WHAT IS REQUIRED: Output every line of the entries below as a numbered list, skipping blank lines and omitting the pictures.

PROVIDED DATA:
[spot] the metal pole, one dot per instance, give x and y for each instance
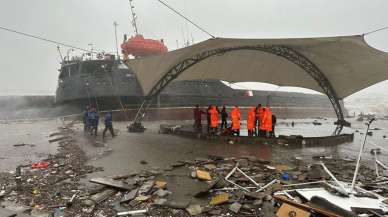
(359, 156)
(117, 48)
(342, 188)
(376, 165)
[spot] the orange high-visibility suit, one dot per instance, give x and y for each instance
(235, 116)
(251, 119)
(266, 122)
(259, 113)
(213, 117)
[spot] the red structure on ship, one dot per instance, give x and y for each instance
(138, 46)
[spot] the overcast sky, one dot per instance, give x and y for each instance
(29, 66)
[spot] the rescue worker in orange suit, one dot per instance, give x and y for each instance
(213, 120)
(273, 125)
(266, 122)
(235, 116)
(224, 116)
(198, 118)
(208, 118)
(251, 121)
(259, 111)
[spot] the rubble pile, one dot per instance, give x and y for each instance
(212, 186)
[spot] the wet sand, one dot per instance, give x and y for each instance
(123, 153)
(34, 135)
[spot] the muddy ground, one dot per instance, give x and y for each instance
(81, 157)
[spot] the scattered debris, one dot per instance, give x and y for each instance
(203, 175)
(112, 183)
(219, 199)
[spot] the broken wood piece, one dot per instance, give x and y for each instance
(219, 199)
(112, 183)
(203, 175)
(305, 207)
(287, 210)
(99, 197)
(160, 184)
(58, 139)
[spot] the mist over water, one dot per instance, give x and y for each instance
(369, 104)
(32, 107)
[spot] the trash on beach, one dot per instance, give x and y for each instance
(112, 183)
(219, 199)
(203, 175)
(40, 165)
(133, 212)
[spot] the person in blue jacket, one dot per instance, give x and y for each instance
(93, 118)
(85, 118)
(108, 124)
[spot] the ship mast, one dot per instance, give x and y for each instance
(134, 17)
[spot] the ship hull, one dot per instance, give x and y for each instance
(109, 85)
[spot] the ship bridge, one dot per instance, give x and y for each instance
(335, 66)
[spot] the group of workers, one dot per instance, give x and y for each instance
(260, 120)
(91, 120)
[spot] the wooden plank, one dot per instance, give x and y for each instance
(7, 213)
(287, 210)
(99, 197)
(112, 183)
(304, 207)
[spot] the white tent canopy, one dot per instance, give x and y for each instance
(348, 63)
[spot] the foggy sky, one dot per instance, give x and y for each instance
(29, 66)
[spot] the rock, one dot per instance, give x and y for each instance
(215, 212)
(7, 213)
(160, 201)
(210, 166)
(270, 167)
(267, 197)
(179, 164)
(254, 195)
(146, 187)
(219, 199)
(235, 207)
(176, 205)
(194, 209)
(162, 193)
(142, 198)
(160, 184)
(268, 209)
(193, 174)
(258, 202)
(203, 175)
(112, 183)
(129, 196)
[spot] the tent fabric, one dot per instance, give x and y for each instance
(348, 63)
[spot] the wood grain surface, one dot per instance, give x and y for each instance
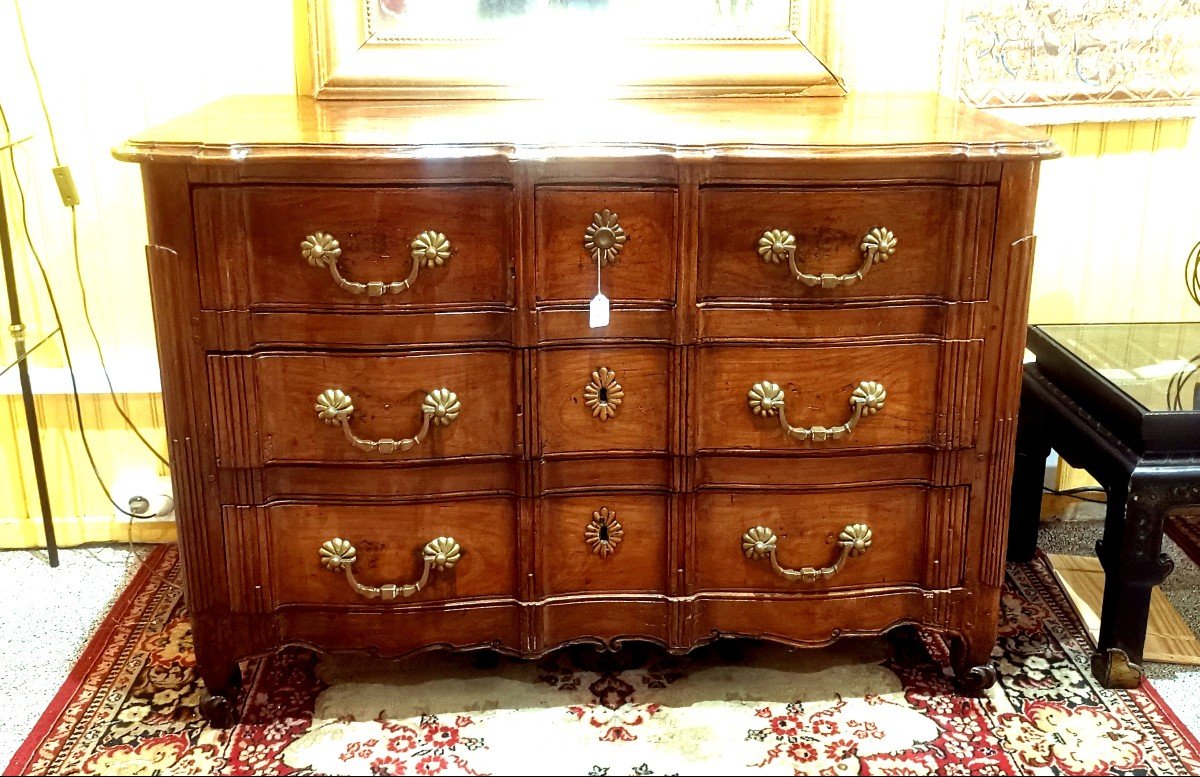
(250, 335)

WRITTEN ANSWER:
1. [spot] the metal pole, one dot per instance, give x and y for each instance
2. (359, 156)
3. (117, 48)
4. (342, 188)
5. (376, 165)
6. [spot] the orange high-visibility suit, one dot per instance, give x and y for each instance
7. (235, 116)
8. (251, 119)
9. (266, 122)
10. (259, 113)
11. (213, 117)
12. [spot] the red structure on ship, one dot per instance, give x and y for each instance
13. (138, 46)
14. [spot] the overcast sky, one dot per instance, give x and y for each instance
15. (29, 66)
16. [spot] the rescue worker in orange suit, one dot per instance, give x and y for each instance
17. (213, 120)
18. (273, 125)
19. (266, 122)
20. (235, 116)
21. (224, 116)
22. (198, 118)
23. (208, 118)
24. (251, 121)
25. (259, 111)
26. [spot] the rubble pile, one dot per instance, give x and y for each instance
27. (212, 186)
28. [spot] the wet sand, one dot per instance, give x and y for each instance
29. (123, 153)
30. (34, 135)
31. [spot] the muddy ground, one dot per instance, give x and y for each instance
32. (81, 157)
33. [spot] the scattered debris, one dot per instance, give x and y for each instance
34. (203, 175)
35. (112, 183)
36. (219, 199)
37. [spot] the broken wood piece, one dot per instance, give x and y for each instance
38. (219, 199)
39. (112, 183)
40. (203, 175)
41. (305, 207)
42. (287, 210)
43. (99, 197)
44. (160, 184)
45. (58, 139)
46. [spot] the mist over water, one dot per instance, give x and y for each instance
47. (369, 104)
48. (32, 107)
49. [spot] the trash on beach, one dot per instance, give x and y for each instance
50. (112, 183)
51. (219, 199)
52. (203, 175)
53. (40, 165)
54. (133, 212)
55. [spot] the person in blue jacket, one dot per instance, give x and y for each instance
56. (93, 118)
57. (85, 118)
58. (108, 124)
59. [spot] the ship mast, one dot per instance, give x and y for each instance
60. (134, 17)
61. [spot] the ship hull, one dot per instance, give x and y for each instance
62. (109, 85)
63. [spot] the ship bridge, one dot per instance, give x and y for each instance
64. (335, 66)
65. [spot] the group of workers, one dot per instance, give x and y for each instance
66. (260, 120)
67. (91, 120)
68. [spot] the wooden plank, one dot per instance, give x and y for each instance
69. (7, 213)
70. (287, 210)
71. (99, 197)
72. (112, 183)
73. (304, 207)
74. [spot] the white tent canopy, one dot per instance, give x and y for each instance
75. (348, 63)
76. [spot] the foggy sky, one dot per instance, give x and y for each instance
77. (29, 66)
78. [spot] the rock, one dot per instance, give x and y for each instance
79. (215, 212)
80. (7, 213)
81. (160, 201)
82. (210, 166)
83. (270, 167)
84. (267, 197)
85. (179, 164)
86. (254, 195)
87. (146, 187)
88. (219, 199)
89. (235, 207)
90. (176, 205)
91. (194, 209)
92. (162, 193)
93. (142, 198)
94. (160, 184)
95. (268, 209)
96. (193, 174)
97. (258, 202)
98. (203, 175)
99. (112, 183)
100. (129, 196)
101. [spot] the tent fabric, one dot per instance, give x and y for each instance
102. (348, 63)
103. [spot] the wood grain surface, one dot per instance, give x and y for each instance
104. (250, 335)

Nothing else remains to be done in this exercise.